▶ [WHAT TO DO]: Word by word and line by line, write out all of the records.

▼

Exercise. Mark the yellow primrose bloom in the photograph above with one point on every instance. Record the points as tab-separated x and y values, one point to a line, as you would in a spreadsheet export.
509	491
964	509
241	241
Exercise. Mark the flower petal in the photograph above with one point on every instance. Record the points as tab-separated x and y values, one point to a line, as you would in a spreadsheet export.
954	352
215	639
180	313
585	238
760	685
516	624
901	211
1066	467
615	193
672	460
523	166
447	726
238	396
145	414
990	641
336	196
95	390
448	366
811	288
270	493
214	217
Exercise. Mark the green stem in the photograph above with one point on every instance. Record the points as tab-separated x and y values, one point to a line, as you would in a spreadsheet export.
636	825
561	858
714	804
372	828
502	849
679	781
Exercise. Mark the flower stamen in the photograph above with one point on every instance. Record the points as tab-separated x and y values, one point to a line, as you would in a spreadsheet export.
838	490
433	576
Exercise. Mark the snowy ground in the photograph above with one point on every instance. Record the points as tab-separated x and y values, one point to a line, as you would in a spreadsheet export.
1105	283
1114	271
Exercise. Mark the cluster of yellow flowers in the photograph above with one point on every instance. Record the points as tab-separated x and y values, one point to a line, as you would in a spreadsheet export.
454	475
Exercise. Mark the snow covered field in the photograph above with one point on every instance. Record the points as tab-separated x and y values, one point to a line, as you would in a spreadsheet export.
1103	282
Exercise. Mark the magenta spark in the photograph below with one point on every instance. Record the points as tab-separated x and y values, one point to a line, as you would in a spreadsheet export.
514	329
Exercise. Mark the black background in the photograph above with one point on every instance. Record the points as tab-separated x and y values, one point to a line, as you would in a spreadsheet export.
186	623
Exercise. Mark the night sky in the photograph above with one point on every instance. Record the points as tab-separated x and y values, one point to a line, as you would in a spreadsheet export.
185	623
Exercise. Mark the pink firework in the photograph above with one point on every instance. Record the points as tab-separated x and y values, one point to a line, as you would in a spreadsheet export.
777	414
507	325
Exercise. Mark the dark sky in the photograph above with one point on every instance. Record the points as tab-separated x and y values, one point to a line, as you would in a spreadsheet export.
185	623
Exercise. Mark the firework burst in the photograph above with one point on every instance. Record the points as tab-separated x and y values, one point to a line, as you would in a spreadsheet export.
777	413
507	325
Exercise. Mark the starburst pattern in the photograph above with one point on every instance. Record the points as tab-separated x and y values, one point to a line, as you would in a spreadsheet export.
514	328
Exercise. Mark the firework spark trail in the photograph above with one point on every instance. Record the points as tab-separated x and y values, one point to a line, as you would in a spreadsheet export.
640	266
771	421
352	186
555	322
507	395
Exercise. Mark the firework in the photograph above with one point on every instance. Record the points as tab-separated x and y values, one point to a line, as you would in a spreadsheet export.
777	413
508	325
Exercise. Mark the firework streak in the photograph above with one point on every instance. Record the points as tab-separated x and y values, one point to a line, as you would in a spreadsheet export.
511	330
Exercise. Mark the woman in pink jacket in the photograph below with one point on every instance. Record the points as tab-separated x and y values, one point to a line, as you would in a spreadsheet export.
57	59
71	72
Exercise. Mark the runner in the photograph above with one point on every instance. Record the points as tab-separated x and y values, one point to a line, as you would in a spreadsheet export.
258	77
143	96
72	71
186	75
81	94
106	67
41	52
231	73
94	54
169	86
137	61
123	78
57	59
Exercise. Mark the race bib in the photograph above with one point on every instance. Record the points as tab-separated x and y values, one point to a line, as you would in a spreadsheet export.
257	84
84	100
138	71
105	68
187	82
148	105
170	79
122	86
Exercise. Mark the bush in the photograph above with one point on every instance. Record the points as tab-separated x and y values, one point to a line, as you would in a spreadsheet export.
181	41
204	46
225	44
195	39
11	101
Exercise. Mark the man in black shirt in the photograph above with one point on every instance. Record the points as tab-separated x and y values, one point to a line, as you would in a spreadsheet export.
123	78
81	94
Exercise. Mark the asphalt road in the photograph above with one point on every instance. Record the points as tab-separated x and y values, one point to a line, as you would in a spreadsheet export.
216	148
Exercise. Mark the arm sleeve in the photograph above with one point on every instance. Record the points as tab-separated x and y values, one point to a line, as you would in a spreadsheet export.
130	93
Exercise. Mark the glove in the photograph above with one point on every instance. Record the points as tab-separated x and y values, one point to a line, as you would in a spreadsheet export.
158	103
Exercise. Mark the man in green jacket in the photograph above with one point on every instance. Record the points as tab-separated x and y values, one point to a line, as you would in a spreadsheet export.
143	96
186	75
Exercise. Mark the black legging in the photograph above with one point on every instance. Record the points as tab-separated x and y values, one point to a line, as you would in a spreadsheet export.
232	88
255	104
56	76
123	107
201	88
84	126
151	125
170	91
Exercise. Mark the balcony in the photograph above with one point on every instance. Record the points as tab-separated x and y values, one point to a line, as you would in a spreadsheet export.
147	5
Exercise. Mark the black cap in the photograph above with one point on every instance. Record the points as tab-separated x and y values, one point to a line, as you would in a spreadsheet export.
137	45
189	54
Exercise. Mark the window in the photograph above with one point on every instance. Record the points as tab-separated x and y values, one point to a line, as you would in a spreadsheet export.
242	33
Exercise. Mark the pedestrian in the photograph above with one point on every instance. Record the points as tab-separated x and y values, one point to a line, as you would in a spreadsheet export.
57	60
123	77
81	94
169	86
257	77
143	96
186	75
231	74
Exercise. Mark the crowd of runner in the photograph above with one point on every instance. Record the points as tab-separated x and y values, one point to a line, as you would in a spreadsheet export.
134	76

▲

▶ [REPLY]:
Exercise. Mark the yellow primrose bloom in the photograph above with one point on every instance. Record the points as tab-separated x and y values, one point to a line, as you would in a spreadsheet export.
509	491
964	509
241	241
Exercise. Mark the flower petal in the photograph above with one point on every instance. Record the points as tab-separated x and y values, one point to a line, as you would in a spreadsheet export.
954	352
215	639
180	313
585	238
760	685
516	624
901	211
1066	467
615	193
672	460
523	166
447	726
238	396
145	414
990	641
336	196
95	390
448	366
811	288
270	493
214	217
Exercise. Mark the green stem in the photograph above with one point on every instance. Record the points as tab-separated x and y values, one point to a line, as you would in a spreadsheet export.
636	825
561	858
714	804
372	828
502	849
679	781
Exercise. Mark the flower stamen in the photograph above with one point on every instance. Record the points as tab-separated x and y values, one point to a line, as you would in a spreadsheet export.
838	490
433	576
Exercise. Mark the snowy ground in the photograph above with one point on every instance. Record the points as tab-separated x and y values, one point to a line, as you would in a spreadsheet export.
1105	283
1114	271
Exercise. Mark the cluster of yellow flowers in the photograph above with one point on every instance. Record the points as tab-separated x and y values, one point to a line, as you would in a spreadsheet export.
454	475
Exercise. Mark the snow covered field in the photograph above with one point on every instance. Record the points as tab-separated x and y values, one point to a line, as you would in a spreadsheet export.
1103	282
Exercise. Mark the magenta spark in the photograph below with one point on every instance. Record the points as tab-separated x and y values, one point to a line, as you would in a spreadsheet export.
514	329
Exercise. Mark the black background in the photograph above with one point on every instance. Record the points as tab-separated x and y values, one point to a line, as you would in a spreadsheet export.
186	623
Exercise. Mark the night sky in the photograph above with one point on every instance. Record the points as tab-separated x and y values, one point to a line, as you would in a spreadsheet export.
185	623
Exercise. Mark the pink firework in the photograph above with one point on every instance. Record the points as tab-separated x and y values, one point to a line, as you would in a spreadsheet export.
777	414
507	325
Exercise. Mark the dark sky in the photograph above with one point on every instance. Record the points as tab-separated x and y values, one point to a line, as you would in a spreadsheet export.
185	623
Exercise. Mark the firework burst in the photograph above with one point on every instance. Record the points as tab-separated x and y values, one point to a line, as you would in a spreadsheet export.
777	413
507	325
Exercise. Mark the starburst pattern in the photograph above with one point on every instance. Record the points as tab-separated x and y values, one point to a line, as you would in a spreadsheet export.
514	328
Exercise. Mark the firework spark trail in the photograph above with one point on every instance. Record the points as tab-separated x and y values, one point to a line, as you would in a spreadsheet export.
640	266
771	421
352	186
555	322
507	395
Exercise. Mark the firework in the photograph above with one point on every instance. Record the points as tab-separated x and y values, one point to a line, as you would in a spreadsheet export.
777	413
508	325
Exercise. Mark the firework streak in the photograph above with one point on every instance. Record the points as tab-separated x and y values, one point to a line, as you would in a spreadsheet export.
511	330
Exercise. Mark the woman in pink jacket in the photograph below with one point on every instance. Record the points as tab-separated x and y values, one point to a line, as you would in a spreadsheet export.
57	59
71	72
Exercise. Mark the runner in the photograph above with one point on every instance. Record the points as tab-separated x and y values, one point to a line, as you would in a spreadsheet export.
258	77
143	96
72	71
186	75
81	94
106	67
41	52
231	73
94	54
169	86
137	61
123	78
57	59
Exercise. Mark the race bib in the photograph above with one point on every instance. Record the points as tab-separated x and y values, one point to a line, as you would in a spreadsheet export.
257	84
84	100
138	71
105	68
187	82
148	105
170	79
122	86
Exercise. Mark the bush in the photograph above with one point on every instance. Record the points as tab-separated x and y values, one point to a line, as you would in a spreadsheet export.
181	41
204	46
225	44
195	39
11	101
Exercise. Mark the man in black shirt in the photograph above with one point on every instance. Record the points as tab-separated x and y values, one point to a line, as you would in a spreadsheet export.
123	78
81	94
Exercise. Mark the asphalt road in the photograph above with one point on every instance. Record the points as tab-separated x and y values, one point to a line, as you would in a spreadsheet export.
216	148
Exercise. Mark the arm sleeve in the photograph above with one point on every instance. Record the points as tab-separated x and y values, one point to a line, as you would in a spreadsheet export.
130	93
Exercise. Mark the glove in the photograph above with one point on every instance. Record the points as tab-separated x and y values, one point to a line, as you would in a spreadsheet export.
158	103
Exercise. Mark the man in green jacket in the photograph above with one point on every instance. Record the points as tab-separated x and y values, one point to a line, as you would in a spreadsheet export.
143	96
186	75
Exercise. Mark the black legging in the photograph above with one point on every instance. Record the points as tab-separated x and y values, one point to a line, as you would in a spreadsheet export.
232	88
255	104
56	76
123	107
201	88
84	126
151	125
170	91
Exercise. Mark the balcony in the photograph above with one point on every instance. Record the points as tab-separated x and y values, one point to a line, as you would in a spreadsheet export.
147	5
Exercise. Mark the black cap in the photograph above with one point on every instance. Record the points as tab-separated x and y values, one point to a line, as you would in a spreadsheet export.
137	45
189	54
Exercise. Mark the window in the photograph above with one point on every instance. Record the points as tab-separated x and y values, one point to a line, as you would in a spreadsheet export.
242	33
Exercise. Mark the pedestrian in the photograph above with one point on every instance. Record the points as tab-separated x and y values, one point to a line, as you would in a spreadsheet export.
57	60
123	77
81	94
169	86
257	77
143	96
186	75
231	74
Exercise. Mark the crowd of runner in the photograph above with one point on every instance. Record the points as tab-separated x and y values, one point to a line, as you would in a spreadsheet export.
134	76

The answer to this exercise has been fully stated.